• Written task
Restate only the items from the line with "Objective — one marker on every instance of the beetle in" to the line with "Objective — one marker on every instance of the eucalyptus", replacing "disc" with "circle" throughout and keeping everything else the same.

[Saved entries]
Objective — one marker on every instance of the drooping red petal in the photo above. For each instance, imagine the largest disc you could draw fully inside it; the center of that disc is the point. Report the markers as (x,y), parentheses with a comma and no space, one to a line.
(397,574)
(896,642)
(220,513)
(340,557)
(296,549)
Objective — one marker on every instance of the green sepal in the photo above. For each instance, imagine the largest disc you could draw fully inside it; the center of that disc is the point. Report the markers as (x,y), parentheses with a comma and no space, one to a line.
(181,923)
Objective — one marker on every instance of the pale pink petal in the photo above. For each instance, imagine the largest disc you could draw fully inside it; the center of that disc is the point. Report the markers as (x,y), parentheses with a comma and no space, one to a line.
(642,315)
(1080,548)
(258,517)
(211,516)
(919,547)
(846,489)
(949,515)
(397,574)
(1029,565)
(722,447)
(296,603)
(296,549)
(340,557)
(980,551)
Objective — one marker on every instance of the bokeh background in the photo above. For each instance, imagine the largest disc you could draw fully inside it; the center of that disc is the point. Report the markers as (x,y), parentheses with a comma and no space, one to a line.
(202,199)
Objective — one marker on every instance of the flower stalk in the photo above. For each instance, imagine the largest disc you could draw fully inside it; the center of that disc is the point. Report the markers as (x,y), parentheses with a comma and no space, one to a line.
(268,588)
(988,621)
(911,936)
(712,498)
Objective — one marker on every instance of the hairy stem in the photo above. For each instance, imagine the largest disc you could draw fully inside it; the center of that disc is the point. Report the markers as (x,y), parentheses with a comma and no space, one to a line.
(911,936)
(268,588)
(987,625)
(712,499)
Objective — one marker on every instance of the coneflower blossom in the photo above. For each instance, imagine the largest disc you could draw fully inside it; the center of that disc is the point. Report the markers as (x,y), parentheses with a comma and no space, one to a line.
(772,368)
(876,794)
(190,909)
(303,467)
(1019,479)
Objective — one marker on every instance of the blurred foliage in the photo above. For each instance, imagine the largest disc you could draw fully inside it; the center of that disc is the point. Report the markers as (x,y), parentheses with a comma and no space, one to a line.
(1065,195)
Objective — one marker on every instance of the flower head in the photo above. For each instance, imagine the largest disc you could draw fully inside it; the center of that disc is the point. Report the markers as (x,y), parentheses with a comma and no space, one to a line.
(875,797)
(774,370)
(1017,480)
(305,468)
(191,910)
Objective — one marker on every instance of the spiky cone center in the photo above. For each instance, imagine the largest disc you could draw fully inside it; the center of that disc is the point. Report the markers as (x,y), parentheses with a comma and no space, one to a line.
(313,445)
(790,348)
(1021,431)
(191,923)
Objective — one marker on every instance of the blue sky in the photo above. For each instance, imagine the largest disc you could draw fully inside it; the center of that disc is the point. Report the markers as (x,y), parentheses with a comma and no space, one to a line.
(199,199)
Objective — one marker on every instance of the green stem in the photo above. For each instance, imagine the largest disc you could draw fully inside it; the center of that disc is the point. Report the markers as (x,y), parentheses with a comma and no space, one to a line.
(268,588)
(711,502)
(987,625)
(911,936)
==
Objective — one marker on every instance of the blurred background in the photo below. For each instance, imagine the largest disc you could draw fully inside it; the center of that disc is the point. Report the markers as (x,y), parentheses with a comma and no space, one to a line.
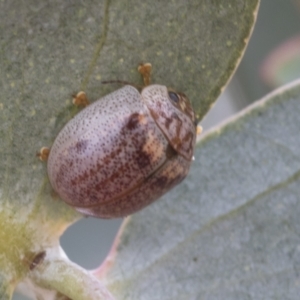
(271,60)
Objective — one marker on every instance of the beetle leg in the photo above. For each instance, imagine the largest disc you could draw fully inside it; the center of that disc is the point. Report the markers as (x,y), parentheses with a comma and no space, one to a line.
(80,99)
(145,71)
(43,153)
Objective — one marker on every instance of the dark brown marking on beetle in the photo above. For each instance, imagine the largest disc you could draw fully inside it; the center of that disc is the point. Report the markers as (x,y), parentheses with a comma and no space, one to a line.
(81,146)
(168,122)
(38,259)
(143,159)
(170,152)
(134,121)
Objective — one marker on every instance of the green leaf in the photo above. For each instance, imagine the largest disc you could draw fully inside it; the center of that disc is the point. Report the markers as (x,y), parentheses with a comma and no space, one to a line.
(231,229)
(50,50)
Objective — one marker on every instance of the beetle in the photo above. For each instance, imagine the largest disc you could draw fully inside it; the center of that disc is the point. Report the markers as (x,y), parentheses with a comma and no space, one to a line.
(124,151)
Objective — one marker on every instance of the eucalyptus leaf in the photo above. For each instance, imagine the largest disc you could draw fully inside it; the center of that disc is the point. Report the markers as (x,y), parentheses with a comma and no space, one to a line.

• Task result
Objective — one marker on every instance of the beetle in the photo above. For each instance, imagine the largest circle you could draw fully inside it; the center of that circle is the point. Report the markers as (x,y), parentheses with a comma and no space, one to a line.
(124,151)
Objective — one marker on every instance of the eucalyptus leaf in the photo above. For each instance, imagine the largest circle you could draw fully inside it; the center of that circle is the point. Report the markers as (x,y), parentheses with a comma and no space, one to a line.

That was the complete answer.